§ EXERCISE TEXT:
^^^^

Overview

For more than two decades, Patricia Piccinini has explored the potentialities—both liberating and threatening—inherent in our advancing capabilities in genetic engineering and artificial intelligence. Her meticulously-crafted sculptures envision a co-mingling of animal, plant, machine and human, questioning the ‘otherness’ of creatures, cyber-forms, and humans who don’t resemble ‘the norm.’ These imagined beings are nearly possible, embodying and reflecting the complex ethical issues of our times.

 

Connection and empathy are at the heart of Piccinini’s practice. The creatures she envisions share a deep emotional bond in a trans-species, posthuman version of love and relational ethics. In her catalog essay for Piccinini’s enormous survey exhibition, Curious Affection, at the Queensland Gallery of Modern Art in Brisbane, Rosi Braidotti states, “We need to rethink the human, the non-human, the inhuman, the trans- and post-human in an era defined both as the fourth industrial revolution and the sixth extinction… Piccinini challenges us to review our preconceived ideas and socially enforced relationships with the otherwise embodied.”

 

"The world I create exists somewhere between the one we know and one that is almost upon us. However, what I imagine is neither the nightmare future of environmental ruin nor the brave new world of perfect scientific progress. Instead I focus on the internal, emotional lives of the new creatures that might emerge, along with questions about the kinds of relationships that might come to light along side them. My creatures, while strange and unsettling, are not threatening. Instead, it is their vulnerability that often most comes to the fore. They plead with us to look beyond their unfamiliarity, and ask us to accept them. It is surprising how quickly we grow used to them, which reminds us that this sort of thing is not as far in the future as we might think. We are surrounded by hidden genetic engineering and biotechnology in our food and our animals already." — Patricia Piccinini 

 

Patricia Piccinini was born in Sierra Leone in 1965 and currently resides in Melbourne. She was chosen to represent Australia in the 2003 Venice Biennale and her work has been the subject of numerous solo museum exhibitions worldwide. This year the Queensland Gallery of Modern Art in Brisbane presented a major solo exhibition of her work, and her 2016 solo museum exhibition in Brazil had the second highest attendance record of any global exhibition that year.

^^^^

§ EXTRACTED ENTRIES:

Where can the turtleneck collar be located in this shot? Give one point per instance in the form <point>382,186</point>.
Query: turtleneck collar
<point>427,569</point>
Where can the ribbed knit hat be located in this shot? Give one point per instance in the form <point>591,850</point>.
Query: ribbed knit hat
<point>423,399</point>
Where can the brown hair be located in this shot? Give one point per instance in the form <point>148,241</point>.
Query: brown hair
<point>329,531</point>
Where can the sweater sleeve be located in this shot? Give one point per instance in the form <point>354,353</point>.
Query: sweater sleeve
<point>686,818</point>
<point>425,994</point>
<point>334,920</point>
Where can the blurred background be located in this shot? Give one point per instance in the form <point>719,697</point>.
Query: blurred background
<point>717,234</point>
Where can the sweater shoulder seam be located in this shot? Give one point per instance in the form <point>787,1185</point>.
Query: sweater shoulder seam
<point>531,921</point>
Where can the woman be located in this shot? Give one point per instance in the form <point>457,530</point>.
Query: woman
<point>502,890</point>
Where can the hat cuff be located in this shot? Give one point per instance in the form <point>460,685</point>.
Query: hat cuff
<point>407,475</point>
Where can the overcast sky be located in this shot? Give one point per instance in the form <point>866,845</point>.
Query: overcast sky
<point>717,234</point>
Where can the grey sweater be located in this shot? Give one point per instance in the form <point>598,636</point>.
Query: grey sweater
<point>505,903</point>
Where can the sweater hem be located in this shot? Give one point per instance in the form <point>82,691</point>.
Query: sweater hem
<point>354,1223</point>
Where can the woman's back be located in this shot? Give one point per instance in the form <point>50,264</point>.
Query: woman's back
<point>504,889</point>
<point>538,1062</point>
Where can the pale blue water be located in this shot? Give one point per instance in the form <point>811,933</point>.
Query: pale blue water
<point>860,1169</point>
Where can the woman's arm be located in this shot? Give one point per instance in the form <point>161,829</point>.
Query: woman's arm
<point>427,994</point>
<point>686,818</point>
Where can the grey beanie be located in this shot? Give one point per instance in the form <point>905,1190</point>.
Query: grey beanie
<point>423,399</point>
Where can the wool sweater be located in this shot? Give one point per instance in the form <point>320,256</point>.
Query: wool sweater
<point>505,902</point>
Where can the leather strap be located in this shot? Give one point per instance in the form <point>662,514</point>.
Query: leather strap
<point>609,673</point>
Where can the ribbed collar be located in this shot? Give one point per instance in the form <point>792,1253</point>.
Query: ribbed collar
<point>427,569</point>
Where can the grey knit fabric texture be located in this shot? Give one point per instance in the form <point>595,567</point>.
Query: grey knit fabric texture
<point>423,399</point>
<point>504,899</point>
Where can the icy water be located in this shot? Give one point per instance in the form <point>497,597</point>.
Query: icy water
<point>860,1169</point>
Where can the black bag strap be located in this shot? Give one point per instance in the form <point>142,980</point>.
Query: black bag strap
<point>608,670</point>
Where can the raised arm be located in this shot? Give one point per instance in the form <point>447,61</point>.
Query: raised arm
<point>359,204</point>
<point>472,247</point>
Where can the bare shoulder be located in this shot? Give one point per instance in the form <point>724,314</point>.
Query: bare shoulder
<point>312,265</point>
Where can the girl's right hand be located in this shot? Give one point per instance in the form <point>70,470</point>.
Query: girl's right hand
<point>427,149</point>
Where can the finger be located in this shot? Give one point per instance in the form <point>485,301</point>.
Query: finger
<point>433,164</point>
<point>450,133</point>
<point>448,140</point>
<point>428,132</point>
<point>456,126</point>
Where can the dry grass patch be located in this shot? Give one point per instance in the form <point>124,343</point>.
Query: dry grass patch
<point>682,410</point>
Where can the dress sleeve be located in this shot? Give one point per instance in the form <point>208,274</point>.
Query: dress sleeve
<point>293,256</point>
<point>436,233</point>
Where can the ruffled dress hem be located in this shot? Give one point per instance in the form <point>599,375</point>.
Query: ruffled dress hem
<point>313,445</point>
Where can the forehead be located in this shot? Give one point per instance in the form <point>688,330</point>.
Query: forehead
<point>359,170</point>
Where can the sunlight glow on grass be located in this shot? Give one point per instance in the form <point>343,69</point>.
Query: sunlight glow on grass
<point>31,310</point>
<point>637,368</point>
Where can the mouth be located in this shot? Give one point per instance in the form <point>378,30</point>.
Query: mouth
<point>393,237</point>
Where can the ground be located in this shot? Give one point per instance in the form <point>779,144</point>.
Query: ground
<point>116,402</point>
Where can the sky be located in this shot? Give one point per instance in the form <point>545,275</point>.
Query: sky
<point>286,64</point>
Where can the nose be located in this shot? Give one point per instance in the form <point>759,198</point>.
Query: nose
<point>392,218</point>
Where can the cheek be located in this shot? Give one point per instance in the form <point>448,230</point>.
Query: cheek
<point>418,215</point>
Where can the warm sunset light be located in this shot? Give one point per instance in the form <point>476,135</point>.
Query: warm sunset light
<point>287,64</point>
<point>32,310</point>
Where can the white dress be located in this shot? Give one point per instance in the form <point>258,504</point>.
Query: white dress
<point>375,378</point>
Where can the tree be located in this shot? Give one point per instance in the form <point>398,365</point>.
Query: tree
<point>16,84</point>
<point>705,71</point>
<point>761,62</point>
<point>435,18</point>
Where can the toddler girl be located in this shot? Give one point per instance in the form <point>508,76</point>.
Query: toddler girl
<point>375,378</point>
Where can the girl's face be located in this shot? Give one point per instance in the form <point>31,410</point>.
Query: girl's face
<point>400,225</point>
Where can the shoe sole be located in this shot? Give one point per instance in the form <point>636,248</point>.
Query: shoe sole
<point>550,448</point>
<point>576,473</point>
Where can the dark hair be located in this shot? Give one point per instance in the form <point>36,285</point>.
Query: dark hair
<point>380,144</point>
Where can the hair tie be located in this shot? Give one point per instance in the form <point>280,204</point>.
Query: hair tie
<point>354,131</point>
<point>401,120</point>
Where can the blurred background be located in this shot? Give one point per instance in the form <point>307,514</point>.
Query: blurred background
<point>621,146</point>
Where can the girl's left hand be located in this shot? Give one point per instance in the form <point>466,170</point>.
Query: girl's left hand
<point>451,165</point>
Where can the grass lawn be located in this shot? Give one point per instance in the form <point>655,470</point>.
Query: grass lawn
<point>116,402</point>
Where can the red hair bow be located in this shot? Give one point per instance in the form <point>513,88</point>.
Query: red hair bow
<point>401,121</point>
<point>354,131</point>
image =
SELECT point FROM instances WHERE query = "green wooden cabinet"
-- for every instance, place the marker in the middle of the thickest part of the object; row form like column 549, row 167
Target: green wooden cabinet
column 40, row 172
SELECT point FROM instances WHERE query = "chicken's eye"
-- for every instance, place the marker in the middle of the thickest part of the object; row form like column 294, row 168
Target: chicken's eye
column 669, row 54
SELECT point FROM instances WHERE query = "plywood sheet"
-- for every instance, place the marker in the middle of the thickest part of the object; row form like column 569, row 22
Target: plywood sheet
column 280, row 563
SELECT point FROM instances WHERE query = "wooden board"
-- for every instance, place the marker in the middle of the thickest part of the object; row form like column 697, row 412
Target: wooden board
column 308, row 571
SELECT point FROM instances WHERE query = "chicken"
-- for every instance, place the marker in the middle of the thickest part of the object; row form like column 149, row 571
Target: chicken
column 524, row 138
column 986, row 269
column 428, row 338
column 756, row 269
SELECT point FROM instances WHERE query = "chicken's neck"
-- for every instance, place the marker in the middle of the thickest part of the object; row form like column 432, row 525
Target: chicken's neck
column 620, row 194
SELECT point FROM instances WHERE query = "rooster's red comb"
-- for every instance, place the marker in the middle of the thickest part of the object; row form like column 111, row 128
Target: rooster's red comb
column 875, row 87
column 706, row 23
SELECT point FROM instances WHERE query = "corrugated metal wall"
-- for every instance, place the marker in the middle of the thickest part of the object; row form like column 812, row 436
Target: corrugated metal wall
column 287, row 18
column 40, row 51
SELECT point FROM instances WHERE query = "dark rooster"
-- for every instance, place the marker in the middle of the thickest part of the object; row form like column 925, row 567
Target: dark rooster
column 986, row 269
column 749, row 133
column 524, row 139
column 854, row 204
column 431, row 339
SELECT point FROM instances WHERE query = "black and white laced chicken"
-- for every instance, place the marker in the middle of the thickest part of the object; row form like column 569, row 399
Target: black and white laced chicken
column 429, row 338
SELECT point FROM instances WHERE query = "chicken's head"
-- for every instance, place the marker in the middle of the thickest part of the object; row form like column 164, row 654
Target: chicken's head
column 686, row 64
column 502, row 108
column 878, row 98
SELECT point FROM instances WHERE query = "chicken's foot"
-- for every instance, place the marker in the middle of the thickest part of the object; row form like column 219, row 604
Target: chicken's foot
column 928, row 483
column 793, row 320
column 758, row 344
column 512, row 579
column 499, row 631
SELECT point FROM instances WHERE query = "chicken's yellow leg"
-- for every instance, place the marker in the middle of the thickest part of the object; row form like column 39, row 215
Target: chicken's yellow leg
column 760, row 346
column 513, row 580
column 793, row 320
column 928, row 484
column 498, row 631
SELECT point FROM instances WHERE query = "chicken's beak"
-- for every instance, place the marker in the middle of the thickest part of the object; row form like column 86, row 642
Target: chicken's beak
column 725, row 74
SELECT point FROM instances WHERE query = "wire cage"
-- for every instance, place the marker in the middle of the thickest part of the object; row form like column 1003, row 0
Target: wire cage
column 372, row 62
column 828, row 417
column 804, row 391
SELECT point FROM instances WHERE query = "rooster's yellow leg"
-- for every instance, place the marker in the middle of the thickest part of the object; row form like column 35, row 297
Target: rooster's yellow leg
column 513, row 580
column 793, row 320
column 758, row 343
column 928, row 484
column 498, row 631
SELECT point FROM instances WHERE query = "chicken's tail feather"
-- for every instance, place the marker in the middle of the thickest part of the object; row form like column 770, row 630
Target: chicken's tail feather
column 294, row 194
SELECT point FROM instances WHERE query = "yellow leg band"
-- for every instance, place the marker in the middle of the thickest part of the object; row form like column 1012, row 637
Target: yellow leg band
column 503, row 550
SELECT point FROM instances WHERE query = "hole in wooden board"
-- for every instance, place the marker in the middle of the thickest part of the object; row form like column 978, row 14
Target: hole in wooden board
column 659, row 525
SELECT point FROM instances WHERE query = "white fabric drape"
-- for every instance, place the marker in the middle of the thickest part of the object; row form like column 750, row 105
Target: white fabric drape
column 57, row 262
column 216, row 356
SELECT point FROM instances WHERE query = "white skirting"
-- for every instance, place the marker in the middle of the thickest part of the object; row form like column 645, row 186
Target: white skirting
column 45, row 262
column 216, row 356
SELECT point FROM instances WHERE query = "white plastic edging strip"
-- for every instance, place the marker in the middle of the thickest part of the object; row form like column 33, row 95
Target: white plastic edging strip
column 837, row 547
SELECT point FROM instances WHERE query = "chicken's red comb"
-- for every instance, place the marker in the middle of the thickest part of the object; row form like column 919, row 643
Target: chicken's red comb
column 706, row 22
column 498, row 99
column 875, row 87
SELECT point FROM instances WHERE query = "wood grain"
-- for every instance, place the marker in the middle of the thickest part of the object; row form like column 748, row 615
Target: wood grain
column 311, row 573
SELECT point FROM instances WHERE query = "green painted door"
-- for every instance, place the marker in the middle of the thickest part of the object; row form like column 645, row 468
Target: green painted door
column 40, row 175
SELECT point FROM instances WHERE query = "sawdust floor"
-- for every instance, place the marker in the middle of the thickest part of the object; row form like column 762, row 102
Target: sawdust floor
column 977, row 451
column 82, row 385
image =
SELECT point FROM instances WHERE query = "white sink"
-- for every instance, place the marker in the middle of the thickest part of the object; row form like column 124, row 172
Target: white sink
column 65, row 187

^^^^

§ PROBLEM SET:
A. Print the Piccinini overview word for word from "For more than" to "of our times.".
B. List the four things that, according to the Piccinini overview, her sculptures show co-mingling.
The material stands apart from the Piccinini overview.

§ WRITTEN ANSWERS:
A.
For more than two decades, Patricia Piccinini has explored the potentialities—both liberating and threatening—inherent in our advancing capabilities in genetic engineering and artificial intelligence. Her meticulously-crafted sculptures envision a co-mingling of animal, plant, machine and human, questioning the ‘otherness’ of creatures, cyber-forms, and humans who don’t resemble ‘the norm.’ These imagined beings are nearly possible, embodying and reflecting the complex ethical issues of our times.

B. animal, plant, machine, human